__Excerpt provided__:
Potential Duplicates Detection, with 3 Severity Level

I wanna make a program that detect a potential duplicates with 3 severity level.
let consider my data is only in two column, but with thousands row.
data in second column delimited only with comma. data example :
Number | Material
1 | helmet,valros,42
2 | helmet,iron,knight
3 | valros,helmet,42
4 | knight,helmet
5 | valros,helmet,42
6 | plain,helmet
7 | helmet, leather
and my 3 levels is :
very high : A,B,C vs A,B,C
high : A,B,C vs B,C,A
so so : A,B,C vs A,B
so far i just can make the first level, i don't know how to do the 2nd and the 3rd level.
what I've tried.
Sub duplicates_separation()

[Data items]
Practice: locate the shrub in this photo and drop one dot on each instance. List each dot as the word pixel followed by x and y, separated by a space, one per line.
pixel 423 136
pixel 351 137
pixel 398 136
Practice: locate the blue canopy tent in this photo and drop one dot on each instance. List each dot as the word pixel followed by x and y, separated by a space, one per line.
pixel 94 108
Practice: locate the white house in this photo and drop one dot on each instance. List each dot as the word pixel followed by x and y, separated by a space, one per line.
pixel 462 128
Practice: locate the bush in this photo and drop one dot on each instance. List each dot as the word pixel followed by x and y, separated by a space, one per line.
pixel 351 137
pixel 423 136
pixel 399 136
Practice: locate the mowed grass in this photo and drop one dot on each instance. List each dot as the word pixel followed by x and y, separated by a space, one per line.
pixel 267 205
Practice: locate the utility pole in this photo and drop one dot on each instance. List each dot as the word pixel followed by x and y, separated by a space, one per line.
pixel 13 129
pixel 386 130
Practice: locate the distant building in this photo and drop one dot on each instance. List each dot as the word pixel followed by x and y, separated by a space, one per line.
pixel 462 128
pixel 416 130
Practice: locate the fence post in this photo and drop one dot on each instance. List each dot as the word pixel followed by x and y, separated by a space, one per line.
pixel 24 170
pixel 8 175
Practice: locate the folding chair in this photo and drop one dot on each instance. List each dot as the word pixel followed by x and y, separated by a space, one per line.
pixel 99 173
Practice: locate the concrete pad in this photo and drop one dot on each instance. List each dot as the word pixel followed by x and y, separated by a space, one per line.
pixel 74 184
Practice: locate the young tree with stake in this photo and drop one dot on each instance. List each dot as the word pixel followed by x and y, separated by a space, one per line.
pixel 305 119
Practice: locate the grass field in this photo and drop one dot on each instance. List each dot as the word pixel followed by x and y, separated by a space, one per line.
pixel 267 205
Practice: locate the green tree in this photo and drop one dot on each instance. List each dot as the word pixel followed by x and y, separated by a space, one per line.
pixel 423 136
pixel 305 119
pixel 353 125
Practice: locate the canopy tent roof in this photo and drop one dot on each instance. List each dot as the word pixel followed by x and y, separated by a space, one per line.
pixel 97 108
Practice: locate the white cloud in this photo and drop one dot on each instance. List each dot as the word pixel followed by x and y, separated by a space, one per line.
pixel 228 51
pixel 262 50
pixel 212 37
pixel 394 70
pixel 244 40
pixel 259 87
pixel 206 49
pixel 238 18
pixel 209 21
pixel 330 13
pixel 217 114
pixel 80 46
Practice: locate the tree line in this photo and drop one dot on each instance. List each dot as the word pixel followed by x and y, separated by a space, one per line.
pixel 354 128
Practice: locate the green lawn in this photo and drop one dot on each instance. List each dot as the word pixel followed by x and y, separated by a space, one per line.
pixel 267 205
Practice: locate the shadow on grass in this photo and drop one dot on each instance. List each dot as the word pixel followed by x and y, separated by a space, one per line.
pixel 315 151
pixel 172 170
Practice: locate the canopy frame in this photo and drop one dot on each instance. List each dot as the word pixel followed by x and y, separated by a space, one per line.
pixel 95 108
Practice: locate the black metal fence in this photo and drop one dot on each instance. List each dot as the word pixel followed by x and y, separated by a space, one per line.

__Problems to work on__:
1: In the post on detecting potential duplicates, can you write out the stretch from "Potential Duplicates Detection, with" through "with thousands row.", substituting "tool" for "program"?
2: Can you return, word for word, the stretch of the data items from the line containing "Practice: locate the young" through the line containing "pixel 353 125"?

__Solution set__:
1:
Potential Duplicates Detection, with 3 Severity Level

I wanna make a tool that detect a potential duplicates with 3 severity level.
let consider my data is only in two column, but with thousands row.

2:
Practice: locate the young tree with stake in this photo and drop one dot on each instance. List each dot as the word pixel followed by x and y, separated by a space, one per line.
pixel 305 119
Practice: locate the grass field in this photo and drop one dot on each instance. List each dot as the word pixel followed by x and y, separated by a space, one per line.
pixel 267 205
Practice: locate the green tree in this photo and drop one dot on each instance. List each dot as the word pixel followed by x and y, separated by a space, one per line.
pixel 423 136
pixel 305 119
pixel 353 125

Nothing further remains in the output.